OBJECTIVE: Render all of the data below as a numbered list, leaving out any blank lines.

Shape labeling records
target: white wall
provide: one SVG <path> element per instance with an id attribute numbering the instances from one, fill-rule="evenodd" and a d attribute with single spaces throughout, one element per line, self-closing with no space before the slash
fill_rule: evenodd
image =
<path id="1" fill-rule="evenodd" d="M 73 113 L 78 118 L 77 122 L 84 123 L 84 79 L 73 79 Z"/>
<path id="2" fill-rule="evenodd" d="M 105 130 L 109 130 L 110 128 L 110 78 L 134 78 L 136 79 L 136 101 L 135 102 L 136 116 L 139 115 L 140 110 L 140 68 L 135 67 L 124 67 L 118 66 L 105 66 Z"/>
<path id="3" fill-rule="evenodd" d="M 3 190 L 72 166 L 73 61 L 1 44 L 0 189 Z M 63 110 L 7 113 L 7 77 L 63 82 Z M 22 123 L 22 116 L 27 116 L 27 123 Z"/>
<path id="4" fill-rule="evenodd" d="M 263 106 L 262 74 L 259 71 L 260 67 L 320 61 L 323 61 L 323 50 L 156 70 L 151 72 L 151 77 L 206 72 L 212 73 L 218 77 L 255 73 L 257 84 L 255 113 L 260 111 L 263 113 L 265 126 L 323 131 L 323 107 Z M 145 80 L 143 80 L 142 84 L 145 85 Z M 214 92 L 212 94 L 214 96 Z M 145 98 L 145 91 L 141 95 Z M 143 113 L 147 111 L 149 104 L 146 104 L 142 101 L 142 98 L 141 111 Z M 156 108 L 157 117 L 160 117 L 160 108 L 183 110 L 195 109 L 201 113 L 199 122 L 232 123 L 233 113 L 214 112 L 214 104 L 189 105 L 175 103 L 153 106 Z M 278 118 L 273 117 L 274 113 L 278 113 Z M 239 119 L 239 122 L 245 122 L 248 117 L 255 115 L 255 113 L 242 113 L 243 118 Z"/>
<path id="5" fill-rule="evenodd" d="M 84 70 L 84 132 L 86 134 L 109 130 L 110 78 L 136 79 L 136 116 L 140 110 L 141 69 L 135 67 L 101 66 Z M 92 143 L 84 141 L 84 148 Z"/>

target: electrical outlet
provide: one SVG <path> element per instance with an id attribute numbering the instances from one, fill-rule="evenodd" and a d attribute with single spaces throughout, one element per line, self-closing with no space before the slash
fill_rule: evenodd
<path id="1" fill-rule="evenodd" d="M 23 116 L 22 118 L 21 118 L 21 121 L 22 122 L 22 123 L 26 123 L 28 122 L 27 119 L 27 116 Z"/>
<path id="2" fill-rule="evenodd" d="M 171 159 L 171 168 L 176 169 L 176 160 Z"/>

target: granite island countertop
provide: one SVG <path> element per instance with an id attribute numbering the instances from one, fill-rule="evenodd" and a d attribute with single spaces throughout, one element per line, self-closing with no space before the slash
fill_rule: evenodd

COMPLETE RESPONSE:
1. target: white wall
2. provide: one SVG <path> element per instance with an id attribute numbering the instances from one, fill-rule="evenodd" and a d attribute with single spaces throughout, one element per line, self-closing with no space before the slash
3. fill_rule: evenodd
4. image =
5. <path id="1" fill-rule="evenodd" d="M 73 113 L 78 118 L 77 122 L 84 123 L 84 79 L 73 79 Z"/>
6. <path id="2" fill-rule="evenodd" d="M 105 130 L 109 130 L 110 128 L 110 78 L 134 78 L 136 79 L 136 101 L 135 102 L 136 116 L 139 115 L 140 110 L 140 68 L 135 67 L 124 67 L 118 66 L 105 66 Z"/>
7. <path id="3" fill-rule="evenodd" d="M 3 190 L 72 166 L 73 61 L 1 44 L 0 189 Z M 63 110 L 7 113 L 7 77 L 63 82 Z M 22 123 L 22 116 L 27 116 L 27 123 Z"/>
8. <path id="4" fill-rule="evenodd" d="M 263 106 L 262 74 L 259 71 L 260 67 L 320 61 L 323 61 L 323 50 L 156 70 L 151 72 L 151 77 L 206 72 L 212 73 L 218 77 L 255 73 L 257 84 L 255 113 L 260 111 L 263 113 L 265 126 L 323 131 L 323 107 Z M 145 80 L 143 80 L 142 84 L 145 85 Z M 214 92 L 212 94 L 214 96 Z M 145 98 L 145 91 L 141 95 Z M 143 113 L 147 111 L 149 104 L 146 104 L 142 101 L 142 98 L 141 111 Z M 156 108 L 157 117 L 160 117 L 160 108 L 183 110 L 195 109 L 201 113 L 199 122 L 232 123 L 233 113 L 214 112 L 214 104 L 189 105 L 175 103 L 153 106 Z M 278 118 L 273 117 L 274 113 L 278 113 Z M 239 119 L 239 122 L 245 122 L 248 117 L 255 115 L 255 113 L 242 113 L 243 118 Z"/>
9. <path id="5" fill-rule="evenodd" d="M 84 70 L 84 132 L 86 134 L 109 130 L 110 78 L 136 79 L 136 116 L 140 110 L 141 69 L 135 67 L 101 66 Z M 92 143 L 84 141 L 84 148 Z"/>
10. target: electrical outlet
11. provide: one SVG <path> element per instance with an id attribute numbering the instances from one, fill-rule="evenodd" and a d attribute with single spaces throughout, one element per line, self-closing with no space before the slash
12. fill_rule: evenodd
13. <path id="1" fill-rule="evenodd" d="M 23 116 L 22 118 L 21 118 L 21 121 L 22 122 L 22 123 L 26 123 L 28 122 L 27 119 L 27 116 Z"/>
14. <path id="2" fill-rule="evenodd" d="M 171 159 L 171 168 L 176 169 L 176 160 Z"/>
15. target: granite island countertop
16. provide: one SVG <path> element per instance with an id attribute numbering the instances from one, fill-rule="evenodd" and a d attribute with single spaces throughout, one element per line, self-closing with no space before the slash
17. fill_rule: evenodd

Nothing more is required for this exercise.